* [Assigned task] Using the entries below, show all lines with the string "jersey".

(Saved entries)
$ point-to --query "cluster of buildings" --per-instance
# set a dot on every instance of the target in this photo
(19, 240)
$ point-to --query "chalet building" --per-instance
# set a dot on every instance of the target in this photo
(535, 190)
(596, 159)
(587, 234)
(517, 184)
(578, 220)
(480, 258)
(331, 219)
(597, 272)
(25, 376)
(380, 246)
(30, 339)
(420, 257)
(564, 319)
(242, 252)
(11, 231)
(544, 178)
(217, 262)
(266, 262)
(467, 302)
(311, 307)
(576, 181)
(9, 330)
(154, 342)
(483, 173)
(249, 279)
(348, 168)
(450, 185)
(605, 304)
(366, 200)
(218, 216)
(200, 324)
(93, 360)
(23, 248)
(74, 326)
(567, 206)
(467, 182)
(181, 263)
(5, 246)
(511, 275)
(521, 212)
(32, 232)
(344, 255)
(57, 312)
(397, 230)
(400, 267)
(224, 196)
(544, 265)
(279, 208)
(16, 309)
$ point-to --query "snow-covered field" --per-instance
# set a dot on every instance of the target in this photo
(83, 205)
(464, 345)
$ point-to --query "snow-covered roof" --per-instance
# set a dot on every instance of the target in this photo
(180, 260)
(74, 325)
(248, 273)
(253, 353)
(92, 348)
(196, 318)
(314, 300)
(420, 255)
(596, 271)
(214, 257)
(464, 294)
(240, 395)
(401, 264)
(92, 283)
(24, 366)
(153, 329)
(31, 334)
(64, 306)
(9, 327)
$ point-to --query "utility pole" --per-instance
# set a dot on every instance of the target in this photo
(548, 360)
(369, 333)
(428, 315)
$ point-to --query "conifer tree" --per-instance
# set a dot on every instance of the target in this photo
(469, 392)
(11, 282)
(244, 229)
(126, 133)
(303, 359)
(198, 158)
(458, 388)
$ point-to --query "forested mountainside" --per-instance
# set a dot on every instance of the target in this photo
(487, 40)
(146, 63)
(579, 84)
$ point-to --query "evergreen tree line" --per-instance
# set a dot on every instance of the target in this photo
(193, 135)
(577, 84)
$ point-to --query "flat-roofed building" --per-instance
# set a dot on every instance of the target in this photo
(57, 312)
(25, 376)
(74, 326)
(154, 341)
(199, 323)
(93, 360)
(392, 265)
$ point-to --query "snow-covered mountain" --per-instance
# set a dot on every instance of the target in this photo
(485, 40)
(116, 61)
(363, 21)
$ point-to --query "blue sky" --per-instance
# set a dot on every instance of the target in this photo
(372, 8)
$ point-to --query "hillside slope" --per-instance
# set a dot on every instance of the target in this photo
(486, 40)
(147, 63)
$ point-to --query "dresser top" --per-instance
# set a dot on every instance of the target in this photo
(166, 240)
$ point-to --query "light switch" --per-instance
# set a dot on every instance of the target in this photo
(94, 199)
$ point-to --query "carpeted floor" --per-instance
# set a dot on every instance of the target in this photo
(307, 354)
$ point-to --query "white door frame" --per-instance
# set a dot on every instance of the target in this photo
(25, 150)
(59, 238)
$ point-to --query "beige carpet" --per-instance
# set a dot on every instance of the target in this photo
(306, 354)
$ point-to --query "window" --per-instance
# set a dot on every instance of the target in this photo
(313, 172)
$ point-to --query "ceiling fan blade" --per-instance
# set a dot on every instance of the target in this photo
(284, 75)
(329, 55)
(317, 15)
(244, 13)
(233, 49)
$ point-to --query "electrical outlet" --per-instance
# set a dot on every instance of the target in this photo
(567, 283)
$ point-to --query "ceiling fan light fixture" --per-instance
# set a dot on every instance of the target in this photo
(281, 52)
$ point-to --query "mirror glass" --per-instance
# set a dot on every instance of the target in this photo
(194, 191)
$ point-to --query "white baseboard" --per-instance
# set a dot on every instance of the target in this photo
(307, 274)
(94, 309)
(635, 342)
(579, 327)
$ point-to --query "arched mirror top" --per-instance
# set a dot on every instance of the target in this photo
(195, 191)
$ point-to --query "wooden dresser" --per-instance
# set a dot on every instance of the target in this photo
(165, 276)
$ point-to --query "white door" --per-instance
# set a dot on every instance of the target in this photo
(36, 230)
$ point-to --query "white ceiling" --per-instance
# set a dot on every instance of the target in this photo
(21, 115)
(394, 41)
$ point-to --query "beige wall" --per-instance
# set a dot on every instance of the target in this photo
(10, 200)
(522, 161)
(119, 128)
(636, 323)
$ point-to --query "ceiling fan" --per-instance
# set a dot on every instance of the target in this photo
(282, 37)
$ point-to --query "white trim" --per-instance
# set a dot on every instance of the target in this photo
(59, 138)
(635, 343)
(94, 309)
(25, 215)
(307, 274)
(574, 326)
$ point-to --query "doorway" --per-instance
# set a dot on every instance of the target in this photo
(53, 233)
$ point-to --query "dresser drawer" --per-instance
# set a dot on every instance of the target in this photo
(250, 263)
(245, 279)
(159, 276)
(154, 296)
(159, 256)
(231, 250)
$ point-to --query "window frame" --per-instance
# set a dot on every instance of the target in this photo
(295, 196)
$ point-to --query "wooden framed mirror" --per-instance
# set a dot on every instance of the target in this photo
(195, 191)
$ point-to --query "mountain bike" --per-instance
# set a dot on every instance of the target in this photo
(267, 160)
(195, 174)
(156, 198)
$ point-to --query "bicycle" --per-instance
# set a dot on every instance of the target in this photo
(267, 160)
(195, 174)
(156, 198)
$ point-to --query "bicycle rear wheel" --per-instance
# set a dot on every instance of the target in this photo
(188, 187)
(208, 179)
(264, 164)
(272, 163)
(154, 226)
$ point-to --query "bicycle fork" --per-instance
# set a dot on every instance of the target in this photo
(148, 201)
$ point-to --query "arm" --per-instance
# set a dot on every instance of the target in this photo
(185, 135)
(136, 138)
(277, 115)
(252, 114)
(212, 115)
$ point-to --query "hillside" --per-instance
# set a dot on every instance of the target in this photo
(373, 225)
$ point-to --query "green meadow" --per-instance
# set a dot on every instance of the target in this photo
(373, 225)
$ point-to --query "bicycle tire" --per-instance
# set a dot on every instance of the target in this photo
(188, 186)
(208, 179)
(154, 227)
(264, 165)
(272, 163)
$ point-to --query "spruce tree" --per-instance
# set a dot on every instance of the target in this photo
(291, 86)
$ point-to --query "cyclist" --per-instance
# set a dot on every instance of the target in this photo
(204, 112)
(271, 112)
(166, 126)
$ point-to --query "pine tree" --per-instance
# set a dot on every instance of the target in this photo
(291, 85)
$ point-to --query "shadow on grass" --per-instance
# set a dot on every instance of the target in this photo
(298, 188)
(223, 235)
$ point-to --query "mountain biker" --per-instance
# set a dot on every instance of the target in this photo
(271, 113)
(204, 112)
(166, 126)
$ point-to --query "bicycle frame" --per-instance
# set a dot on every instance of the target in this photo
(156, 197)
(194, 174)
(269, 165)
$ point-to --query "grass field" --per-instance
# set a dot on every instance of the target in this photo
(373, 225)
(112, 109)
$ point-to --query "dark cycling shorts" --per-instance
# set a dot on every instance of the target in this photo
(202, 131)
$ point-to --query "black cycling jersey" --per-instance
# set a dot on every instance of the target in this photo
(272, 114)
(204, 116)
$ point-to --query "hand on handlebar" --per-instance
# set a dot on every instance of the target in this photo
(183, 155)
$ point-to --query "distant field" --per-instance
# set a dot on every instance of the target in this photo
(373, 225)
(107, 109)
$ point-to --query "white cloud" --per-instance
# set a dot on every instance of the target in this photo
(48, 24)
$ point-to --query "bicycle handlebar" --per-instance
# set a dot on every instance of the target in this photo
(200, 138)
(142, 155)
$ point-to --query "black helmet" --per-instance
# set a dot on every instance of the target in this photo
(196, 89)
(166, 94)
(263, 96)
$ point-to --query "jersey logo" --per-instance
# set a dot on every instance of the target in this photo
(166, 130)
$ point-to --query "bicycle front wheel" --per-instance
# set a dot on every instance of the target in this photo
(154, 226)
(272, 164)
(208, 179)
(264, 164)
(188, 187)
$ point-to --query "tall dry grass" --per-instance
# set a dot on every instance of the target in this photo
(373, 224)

* [Exercise solution]
$ point-to --query "black cycling jersey" --per-instance
$ point-to --query "jersey logo" --per-instance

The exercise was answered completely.